## Trecho fornecido:
§

Centrão quer Nísia fora da Saúde para investir na eleição
A cadeira da ministra da Saúde é ameaçada pelo bloco de Arthur Lira (PP), que avalia instrumentalizar a pasta para facilitar a eleição de seus candidatos em 2024 e 2026
O Centrão ambiciona muito mais que os nove ministérios que já detém no governo Lula (PT). De olho no orçamento de R$ 162 bilhões previstos para a Saúde em 2023 e em como a gestão da pasta pode facilitar nas eleições de 2024, o bloco articulado pelo presidente da Câmara, Arthur Lira (PP), pressiona pela saída da ministra Nísia Trindade.
Os últimos quadros políticos no comando do Ministério da Saúde foram do Centrão. Em 2016, o deputado Ricardo Barros (PP) foi nomeado como ministro por Michel Temer (MDB) e, após eleito, Jair Bolsonaro (PL) optou por Luiz Henrique Mandetta (União) para o início da sua passagem na Presidência.
Diferente dos antecessores, o presidente Lula (PT) não quis um parlamentar na Saúde no início do novo governo e apresentou a cientista, professora e socióloga Nísia Trindade como uma escolha técnica para a pasta.

§

## Dados fornecidos:

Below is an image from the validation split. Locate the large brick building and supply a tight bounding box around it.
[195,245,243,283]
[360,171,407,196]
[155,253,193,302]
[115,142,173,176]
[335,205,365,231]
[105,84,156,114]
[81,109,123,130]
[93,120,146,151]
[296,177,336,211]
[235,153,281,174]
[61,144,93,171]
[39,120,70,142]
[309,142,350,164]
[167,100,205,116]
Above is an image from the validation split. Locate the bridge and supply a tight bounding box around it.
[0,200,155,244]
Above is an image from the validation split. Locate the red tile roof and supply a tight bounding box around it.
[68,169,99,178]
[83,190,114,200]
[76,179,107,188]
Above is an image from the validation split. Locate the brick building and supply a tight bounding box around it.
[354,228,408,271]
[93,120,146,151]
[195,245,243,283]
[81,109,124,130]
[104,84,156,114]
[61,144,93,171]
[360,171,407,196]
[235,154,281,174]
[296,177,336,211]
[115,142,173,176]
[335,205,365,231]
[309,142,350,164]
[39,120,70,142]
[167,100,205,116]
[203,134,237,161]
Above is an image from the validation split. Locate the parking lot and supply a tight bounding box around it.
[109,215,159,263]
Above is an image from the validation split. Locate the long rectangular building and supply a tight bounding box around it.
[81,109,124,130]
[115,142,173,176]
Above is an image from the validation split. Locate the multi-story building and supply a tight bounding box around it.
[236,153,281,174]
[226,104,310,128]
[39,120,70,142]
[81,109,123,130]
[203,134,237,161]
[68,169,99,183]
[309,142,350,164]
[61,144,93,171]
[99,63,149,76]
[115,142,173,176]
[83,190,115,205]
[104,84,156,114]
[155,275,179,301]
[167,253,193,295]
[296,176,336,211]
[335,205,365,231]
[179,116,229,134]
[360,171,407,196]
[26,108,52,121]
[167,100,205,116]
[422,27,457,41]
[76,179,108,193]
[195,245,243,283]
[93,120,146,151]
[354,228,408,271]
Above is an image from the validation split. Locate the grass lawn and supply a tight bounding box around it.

§

## Instruções do exercício:
Segundo o trecho fornecido, qual é o orçamento previsto para a Saúde em 2023?

## Resultado da tarefa:
R$ 162 bilhões.